Index: render/gopher.h
===================================================================
--- /dev/null 2011-05-08 22:46:04.000000000 +0200
+++ render/gopher.h 2011-05-08 22:41:11.000000000 +0200
+
+#ifndef _NETSURF_RENDER_GOPHER_H_
+#define _NETSURF_RENDER_GOPHER_H_
it has recently been pointe dout to us that macros beginning _ belong
to the compiler so we ought not to use them plain
NETSURF_RENDER_GOPHER_H would be ok
+
+#include <stddef.h>
+
+struct content;
+struct http_parameter;
+
+nserror gopher_init(void);
+void gopher_fini(void);
+
+const char *gopher_type_to_mime(char type);
+bool gopher_need_generate(char type);
docuemntation?
Index: render/html.c
===================================================================
--- render/html.c (revision 12321)
+++ render/html.c (working copy)
@@ -101,7 +101,7 @@
unsigned int depth);
#endif
-static const content_handler html_content_handler = {
+const content_handler html_content_handler = {
very rude word
html_create,
html_process_data,
html_convert,
Index: utils/url.c
===================================================================
--- utils/url.c (revision 12321)

_DATA SUPPLIED_:
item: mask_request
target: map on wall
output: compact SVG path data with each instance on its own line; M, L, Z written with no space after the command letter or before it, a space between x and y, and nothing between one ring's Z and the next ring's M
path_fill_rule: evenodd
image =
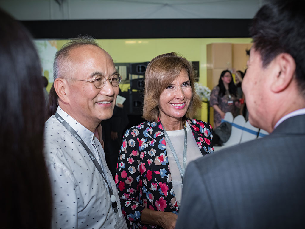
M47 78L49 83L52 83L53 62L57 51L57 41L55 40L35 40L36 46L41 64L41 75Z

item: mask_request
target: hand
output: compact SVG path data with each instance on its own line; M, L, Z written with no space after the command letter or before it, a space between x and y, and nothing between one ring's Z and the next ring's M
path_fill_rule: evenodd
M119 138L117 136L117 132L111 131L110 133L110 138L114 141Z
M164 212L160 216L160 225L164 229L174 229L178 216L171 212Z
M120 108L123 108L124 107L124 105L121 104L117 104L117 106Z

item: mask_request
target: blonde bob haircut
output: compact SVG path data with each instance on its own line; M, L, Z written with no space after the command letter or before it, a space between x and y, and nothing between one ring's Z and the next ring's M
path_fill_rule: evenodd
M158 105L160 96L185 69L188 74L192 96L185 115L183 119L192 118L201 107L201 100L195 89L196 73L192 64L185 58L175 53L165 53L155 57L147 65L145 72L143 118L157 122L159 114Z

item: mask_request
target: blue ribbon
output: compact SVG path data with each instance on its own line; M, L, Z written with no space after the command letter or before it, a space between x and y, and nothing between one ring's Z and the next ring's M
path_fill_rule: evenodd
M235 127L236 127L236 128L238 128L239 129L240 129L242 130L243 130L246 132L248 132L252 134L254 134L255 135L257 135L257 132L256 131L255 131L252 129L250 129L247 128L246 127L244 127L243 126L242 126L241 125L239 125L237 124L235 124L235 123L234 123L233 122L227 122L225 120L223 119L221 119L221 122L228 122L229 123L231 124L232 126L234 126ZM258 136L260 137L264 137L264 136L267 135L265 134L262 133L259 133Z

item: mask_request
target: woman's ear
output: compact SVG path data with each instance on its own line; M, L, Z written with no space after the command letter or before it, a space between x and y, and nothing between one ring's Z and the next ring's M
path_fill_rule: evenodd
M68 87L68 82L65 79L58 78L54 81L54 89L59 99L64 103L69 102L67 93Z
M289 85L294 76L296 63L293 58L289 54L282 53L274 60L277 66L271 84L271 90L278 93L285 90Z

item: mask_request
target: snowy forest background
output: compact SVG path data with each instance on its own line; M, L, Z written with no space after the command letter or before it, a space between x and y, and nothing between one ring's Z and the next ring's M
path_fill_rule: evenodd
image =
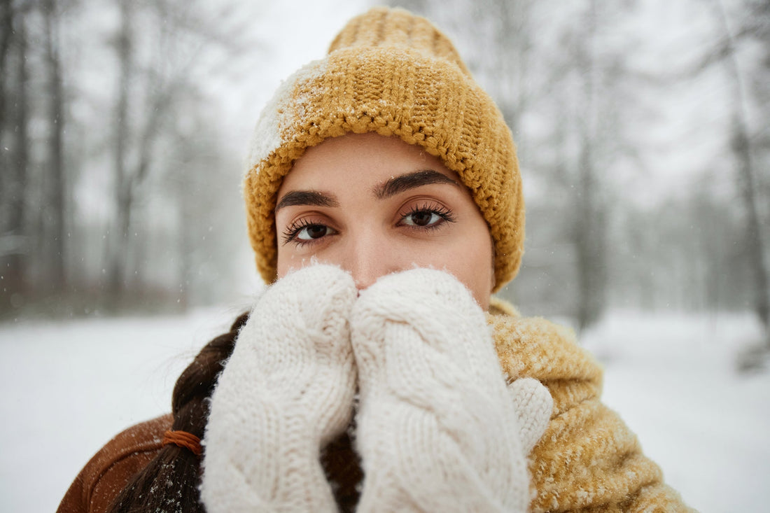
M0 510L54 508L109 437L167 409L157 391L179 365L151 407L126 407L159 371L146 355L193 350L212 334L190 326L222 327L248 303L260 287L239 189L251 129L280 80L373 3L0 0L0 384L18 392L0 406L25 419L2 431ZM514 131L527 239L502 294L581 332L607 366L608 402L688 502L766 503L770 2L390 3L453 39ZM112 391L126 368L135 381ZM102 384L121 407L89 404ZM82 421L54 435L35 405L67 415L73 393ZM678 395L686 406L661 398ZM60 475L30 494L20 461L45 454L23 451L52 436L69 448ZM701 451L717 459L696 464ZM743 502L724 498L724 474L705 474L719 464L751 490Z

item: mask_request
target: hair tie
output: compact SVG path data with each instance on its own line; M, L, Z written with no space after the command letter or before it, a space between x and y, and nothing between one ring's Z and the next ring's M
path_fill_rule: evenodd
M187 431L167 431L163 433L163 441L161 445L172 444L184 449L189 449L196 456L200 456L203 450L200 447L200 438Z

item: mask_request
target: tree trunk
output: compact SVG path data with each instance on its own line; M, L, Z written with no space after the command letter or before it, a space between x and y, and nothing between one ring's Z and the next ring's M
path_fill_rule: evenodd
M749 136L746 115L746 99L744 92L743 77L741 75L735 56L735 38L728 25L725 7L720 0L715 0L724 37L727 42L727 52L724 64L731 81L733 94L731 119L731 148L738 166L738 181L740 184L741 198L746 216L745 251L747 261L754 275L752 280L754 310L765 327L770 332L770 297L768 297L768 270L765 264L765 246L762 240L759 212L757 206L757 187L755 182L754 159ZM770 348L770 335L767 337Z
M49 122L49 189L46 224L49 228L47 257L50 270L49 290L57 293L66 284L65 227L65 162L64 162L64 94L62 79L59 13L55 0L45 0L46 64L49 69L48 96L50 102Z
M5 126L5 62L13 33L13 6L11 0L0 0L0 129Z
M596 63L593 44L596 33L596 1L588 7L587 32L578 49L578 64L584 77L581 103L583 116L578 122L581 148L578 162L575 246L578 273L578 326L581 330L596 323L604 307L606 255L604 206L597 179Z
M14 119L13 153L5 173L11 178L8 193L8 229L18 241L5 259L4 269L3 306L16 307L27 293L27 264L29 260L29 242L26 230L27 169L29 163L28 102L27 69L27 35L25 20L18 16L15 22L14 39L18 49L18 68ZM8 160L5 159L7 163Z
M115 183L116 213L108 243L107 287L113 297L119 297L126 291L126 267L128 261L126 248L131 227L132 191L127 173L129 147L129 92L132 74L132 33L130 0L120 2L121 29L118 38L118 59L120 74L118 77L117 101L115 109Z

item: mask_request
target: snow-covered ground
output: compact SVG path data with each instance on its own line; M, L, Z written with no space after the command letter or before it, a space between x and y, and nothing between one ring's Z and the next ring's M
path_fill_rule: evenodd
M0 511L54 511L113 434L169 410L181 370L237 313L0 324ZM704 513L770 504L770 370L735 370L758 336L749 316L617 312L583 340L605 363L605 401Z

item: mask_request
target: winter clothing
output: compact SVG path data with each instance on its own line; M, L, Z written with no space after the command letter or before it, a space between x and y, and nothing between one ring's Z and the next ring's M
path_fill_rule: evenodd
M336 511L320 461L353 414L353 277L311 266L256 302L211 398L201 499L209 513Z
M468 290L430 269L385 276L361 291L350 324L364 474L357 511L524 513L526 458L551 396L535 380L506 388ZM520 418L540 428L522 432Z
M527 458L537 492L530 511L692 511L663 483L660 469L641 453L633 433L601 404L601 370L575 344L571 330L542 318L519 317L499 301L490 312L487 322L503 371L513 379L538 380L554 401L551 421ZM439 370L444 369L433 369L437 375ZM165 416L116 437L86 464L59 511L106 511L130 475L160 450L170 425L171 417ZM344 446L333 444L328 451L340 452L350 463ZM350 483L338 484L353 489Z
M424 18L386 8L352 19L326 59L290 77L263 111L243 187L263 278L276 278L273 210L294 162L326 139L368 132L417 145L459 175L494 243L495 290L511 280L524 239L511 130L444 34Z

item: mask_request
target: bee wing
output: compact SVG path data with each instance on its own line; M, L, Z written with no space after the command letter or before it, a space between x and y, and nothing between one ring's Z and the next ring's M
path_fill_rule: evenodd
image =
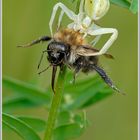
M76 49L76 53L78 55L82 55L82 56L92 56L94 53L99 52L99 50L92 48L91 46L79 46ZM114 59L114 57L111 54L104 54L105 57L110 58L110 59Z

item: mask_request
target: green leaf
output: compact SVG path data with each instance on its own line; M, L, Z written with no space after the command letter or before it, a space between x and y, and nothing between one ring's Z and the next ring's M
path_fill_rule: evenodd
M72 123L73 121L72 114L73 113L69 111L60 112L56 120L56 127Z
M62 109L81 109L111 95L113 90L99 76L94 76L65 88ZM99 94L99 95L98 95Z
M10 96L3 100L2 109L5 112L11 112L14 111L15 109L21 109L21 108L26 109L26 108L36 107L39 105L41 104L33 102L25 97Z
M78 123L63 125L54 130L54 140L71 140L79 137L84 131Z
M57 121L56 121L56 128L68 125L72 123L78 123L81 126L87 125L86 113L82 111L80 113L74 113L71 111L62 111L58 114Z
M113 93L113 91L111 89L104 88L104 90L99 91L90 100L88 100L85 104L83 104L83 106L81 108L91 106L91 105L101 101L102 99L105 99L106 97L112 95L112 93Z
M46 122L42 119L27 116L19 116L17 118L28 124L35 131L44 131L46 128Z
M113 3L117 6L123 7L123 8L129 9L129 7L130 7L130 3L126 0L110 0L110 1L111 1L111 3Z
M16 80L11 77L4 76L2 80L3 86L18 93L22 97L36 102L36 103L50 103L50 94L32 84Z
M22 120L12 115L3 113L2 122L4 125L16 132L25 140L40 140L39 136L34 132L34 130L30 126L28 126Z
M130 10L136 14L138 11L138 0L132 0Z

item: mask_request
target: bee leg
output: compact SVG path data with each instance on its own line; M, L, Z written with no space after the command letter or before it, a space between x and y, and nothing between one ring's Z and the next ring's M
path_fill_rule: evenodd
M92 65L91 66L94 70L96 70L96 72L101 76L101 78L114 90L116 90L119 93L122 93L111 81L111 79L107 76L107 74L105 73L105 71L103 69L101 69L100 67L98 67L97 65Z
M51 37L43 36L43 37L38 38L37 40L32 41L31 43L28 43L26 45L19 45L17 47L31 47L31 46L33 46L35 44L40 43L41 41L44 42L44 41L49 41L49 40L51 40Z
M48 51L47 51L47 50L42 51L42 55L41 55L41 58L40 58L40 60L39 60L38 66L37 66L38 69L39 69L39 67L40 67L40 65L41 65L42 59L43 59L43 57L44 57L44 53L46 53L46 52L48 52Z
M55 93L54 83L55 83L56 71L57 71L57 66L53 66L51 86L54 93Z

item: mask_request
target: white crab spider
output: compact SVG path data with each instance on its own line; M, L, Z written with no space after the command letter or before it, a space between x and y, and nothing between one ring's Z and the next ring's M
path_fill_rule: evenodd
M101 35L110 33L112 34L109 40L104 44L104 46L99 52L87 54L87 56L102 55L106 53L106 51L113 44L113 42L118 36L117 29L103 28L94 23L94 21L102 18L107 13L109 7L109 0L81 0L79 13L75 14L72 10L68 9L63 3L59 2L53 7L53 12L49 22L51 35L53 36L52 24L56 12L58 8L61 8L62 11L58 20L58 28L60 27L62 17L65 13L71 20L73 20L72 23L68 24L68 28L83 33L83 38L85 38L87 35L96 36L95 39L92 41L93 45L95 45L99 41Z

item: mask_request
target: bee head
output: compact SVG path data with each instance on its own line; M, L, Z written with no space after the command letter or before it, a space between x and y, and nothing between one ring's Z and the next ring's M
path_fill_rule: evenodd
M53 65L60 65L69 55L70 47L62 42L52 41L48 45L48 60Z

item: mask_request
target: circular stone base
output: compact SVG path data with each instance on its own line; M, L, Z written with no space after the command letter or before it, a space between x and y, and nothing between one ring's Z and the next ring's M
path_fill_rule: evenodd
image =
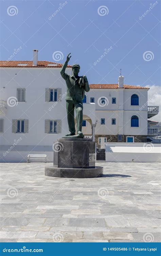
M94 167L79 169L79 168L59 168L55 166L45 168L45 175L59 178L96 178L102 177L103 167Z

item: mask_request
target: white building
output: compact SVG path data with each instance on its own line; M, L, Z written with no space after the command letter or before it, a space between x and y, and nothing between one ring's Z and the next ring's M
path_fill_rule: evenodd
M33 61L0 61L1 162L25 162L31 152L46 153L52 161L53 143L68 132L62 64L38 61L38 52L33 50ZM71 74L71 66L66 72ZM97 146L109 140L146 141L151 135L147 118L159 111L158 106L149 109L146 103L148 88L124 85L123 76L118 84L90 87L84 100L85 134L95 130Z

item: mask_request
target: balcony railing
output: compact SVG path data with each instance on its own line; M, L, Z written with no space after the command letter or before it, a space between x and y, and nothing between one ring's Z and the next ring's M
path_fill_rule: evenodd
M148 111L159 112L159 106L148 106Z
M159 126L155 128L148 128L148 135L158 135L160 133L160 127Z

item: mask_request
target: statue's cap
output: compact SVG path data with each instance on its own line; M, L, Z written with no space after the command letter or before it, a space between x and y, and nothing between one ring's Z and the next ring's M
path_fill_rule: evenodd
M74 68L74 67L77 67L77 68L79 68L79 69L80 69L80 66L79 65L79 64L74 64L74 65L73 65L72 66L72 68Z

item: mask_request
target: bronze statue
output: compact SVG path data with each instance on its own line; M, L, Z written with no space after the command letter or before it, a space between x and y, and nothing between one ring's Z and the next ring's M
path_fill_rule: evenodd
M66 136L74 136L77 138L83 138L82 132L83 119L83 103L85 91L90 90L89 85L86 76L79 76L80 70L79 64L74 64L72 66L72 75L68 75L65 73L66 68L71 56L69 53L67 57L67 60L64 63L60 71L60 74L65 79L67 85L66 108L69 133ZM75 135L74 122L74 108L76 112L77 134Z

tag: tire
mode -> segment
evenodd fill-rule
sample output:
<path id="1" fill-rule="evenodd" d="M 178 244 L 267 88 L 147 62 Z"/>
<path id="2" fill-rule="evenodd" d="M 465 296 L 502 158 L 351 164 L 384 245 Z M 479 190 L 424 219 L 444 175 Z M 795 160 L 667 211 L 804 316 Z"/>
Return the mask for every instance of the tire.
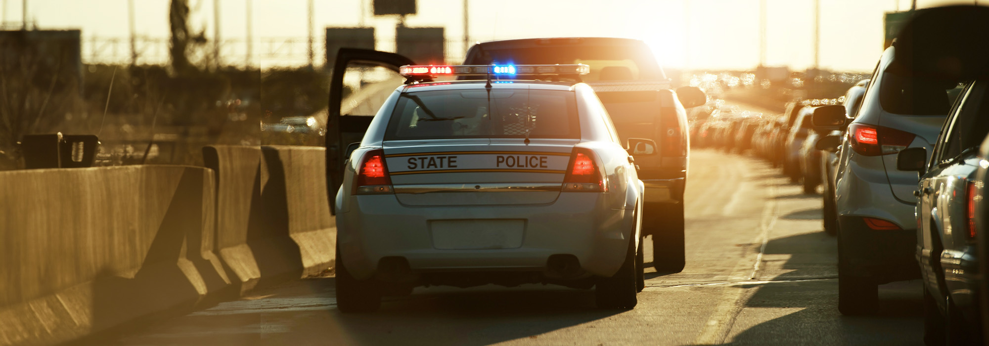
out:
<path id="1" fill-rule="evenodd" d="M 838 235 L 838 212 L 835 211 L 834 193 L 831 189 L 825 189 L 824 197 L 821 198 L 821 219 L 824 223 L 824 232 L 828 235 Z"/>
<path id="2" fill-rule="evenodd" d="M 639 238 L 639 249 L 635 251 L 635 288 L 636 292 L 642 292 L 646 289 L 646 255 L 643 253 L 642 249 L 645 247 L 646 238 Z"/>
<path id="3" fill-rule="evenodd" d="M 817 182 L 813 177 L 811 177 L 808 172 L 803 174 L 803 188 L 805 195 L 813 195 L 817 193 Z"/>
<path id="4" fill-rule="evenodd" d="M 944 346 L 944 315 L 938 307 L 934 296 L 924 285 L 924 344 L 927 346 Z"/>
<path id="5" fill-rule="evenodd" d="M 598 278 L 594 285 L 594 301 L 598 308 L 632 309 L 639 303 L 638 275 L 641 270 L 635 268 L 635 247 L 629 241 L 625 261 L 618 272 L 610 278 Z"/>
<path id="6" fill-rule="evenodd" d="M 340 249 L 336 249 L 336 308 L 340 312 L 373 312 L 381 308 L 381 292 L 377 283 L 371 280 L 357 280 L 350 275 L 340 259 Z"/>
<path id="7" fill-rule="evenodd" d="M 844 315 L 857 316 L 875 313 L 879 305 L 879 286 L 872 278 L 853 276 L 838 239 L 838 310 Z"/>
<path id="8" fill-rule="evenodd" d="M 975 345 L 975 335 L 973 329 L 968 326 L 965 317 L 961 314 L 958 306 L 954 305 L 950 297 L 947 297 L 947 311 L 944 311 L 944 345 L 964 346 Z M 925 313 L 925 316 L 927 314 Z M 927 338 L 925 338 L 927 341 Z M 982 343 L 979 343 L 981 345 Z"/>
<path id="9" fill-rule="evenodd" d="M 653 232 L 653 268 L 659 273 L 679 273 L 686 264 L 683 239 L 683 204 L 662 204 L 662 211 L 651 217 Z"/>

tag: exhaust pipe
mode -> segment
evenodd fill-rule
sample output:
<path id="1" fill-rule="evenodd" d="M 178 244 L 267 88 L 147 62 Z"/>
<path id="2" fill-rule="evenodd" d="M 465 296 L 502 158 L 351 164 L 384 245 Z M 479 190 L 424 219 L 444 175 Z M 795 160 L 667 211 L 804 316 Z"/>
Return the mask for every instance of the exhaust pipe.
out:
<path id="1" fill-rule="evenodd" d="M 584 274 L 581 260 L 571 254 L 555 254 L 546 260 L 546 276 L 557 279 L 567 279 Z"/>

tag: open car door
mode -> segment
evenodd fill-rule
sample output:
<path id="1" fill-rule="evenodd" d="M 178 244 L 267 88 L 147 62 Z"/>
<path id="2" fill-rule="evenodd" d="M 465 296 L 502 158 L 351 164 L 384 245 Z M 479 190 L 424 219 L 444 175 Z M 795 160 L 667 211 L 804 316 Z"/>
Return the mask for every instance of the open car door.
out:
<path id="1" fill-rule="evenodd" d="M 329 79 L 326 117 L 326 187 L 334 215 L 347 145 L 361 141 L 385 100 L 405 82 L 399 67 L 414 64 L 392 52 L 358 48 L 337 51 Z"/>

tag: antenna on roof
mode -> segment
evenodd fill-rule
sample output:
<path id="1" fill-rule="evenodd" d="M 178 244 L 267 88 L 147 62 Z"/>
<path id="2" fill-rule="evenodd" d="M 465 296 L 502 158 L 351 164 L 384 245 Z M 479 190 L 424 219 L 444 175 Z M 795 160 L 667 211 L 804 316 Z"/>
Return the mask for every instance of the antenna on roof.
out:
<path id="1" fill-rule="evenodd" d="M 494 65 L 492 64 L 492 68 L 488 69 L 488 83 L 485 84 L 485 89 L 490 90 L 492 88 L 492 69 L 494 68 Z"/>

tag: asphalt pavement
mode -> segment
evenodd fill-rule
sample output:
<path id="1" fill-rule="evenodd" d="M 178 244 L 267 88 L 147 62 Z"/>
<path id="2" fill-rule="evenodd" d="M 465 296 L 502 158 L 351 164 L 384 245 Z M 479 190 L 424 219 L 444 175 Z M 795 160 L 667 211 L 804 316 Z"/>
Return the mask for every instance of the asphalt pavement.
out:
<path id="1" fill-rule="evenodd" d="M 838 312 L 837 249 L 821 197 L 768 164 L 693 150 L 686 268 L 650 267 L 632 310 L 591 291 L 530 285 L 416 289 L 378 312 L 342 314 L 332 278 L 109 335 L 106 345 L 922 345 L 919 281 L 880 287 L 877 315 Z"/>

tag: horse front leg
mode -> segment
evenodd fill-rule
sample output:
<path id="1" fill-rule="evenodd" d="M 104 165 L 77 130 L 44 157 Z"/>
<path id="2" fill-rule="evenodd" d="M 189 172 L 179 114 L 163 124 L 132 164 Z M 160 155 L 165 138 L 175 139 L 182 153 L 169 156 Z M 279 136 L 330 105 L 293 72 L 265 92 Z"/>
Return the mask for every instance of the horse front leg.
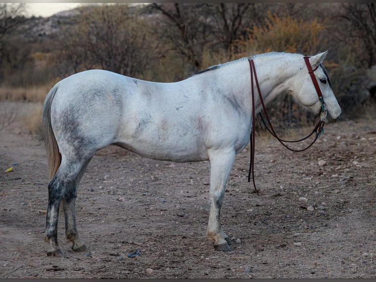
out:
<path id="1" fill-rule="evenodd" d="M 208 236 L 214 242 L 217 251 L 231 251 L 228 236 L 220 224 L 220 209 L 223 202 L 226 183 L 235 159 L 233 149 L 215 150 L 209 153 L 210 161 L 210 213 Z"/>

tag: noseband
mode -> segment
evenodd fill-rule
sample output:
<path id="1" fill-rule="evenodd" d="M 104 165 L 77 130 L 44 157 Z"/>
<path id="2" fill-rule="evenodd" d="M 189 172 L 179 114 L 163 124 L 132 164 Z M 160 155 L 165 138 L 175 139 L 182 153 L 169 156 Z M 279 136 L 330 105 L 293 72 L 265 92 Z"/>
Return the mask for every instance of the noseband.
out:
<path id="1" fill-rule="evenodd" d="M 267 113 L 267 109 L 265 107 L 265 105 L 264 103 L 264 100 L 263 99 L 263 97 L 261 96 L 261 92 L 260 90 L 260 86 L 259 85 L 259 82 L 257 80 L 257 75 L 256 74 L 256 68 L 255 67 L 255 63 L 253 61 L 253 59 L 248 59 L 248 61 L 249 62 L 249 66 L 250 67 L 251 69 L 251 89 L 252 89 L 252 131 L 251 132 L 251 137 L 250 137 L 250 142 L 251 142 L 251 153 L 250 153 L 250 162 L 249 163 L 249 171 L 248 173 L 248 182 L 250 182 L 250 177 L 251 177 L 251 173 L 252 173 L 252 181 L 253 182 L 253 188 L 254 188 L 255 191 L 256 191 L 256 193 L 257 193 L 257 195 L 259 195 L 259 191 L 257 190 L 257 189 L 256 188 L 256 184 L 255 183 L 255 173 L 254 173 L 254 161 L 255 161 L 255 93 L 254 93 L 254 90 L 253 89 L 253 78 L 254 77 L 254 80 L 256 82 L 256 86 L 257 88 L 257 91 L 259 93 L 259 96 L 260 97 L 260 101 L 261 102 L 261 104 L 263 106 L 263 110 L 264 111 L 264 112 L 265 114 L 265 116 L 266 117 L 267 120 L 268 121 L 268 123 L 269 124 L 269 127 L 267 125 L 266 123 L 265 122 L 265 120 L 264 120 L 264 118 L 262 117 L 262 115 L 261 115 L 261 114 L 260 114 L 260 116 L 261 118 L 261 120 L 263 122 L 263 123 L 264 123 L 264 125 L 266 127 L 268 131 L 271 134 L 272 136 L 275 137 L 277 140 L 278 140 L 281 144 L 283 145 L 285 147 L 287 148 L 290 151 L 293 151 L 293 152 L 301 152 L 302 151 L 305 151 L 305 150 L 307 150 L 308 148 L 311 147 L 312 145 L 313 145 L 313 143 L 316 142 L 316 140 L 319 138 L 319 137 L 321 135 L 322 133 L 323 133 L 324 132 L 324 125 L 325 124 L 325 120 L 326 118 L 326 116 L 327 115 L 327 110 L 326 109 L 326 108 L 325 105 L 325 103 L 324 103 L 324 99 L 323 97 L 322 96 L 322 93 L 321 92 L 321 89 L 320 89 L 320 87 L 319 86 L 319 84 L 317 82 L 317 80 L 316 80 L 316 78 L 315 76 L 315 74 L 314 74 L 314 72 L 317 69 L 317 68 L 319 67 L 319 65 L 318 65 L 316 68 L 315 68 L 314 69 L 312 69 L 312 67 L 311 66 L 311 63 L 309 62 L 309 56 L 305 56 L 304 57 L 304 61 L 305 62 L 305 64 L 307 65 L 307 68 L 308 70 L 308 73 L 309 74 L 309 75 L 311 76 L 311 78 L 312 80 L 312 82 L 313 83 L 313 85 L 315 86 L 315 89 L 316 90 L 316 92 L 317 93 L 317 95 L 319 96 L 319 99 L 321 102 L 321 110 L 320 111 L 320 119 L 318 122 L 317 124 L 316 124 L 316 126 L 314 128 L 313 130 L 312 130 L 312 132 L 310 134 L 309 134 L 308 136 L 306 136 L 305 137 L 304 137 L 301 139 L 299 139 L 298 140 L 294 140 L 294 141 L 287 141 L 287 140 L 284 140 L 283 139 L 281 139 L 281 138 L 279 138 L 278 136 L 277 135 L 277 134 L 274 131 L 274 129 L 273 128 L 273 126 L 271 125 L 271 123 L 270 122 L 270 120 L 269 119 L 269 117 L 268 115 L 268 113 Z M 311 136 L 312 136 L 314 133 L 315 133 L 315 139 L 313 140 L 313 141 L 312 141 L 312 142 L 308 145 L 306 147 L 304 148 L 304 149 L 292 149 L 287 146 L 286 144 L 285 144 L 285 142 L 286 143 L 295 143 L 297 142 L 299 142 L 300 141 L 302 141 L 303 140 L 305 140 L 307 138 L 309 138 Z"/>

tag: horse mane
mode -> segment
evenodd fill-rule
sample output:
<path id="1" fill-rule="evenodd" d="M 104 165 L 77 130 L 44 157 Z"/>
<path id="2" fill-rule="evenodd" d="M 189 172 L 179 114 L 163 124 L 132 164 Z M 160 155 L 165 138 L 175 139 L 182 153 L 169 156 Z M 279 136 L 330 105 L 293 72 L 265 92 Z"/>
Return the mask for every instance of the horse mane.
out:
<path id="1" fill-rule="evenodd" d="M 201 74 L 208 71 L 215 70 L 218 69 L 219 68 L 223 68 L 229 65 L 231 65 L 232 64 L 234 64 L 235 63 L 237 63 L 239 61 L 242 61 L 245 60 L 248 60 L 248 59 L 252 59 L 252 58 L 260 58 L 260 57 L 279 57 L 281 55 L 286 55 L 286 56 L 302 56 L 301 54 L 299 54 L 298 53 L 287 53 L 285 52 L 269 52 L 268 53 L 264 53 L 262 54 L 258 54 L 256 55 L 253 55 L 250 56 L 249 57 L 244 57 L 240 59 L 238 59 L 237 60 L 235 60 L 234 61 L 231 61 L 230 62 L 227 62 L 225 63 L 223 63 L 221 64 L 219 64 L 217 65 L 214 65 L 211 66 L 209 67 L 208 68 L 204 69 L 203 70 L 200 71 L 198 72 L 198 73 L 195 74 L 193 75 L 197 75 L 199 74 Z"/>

_TASKS TO PERFORM_:
1/ Answer the following questions about the patch review:
(a) Which header file is added by the patch, as named on its "+++" line?
(b) What macro name does the reviewer say would be acceptable for the include guard?
(c) In render/html.c, which keyword does the patch remove from the declaration of html_content_handler?
2/ Reproduce a portion of the patch review exactly, beginning at the line that has "Index: render/html.c" and stopping after "render/html.c (working copy)".
Base all responses solely on the patch review.

_WORKED SOLUTIONS_:
1/
(a) render/gopher.h
(b) NETSURF_RENDER_GOPHER_H
(c) static

2/
Index: render/html.c
===================================================================
--- render/html.c (revision 12321)
+++ render/html.c (working copy)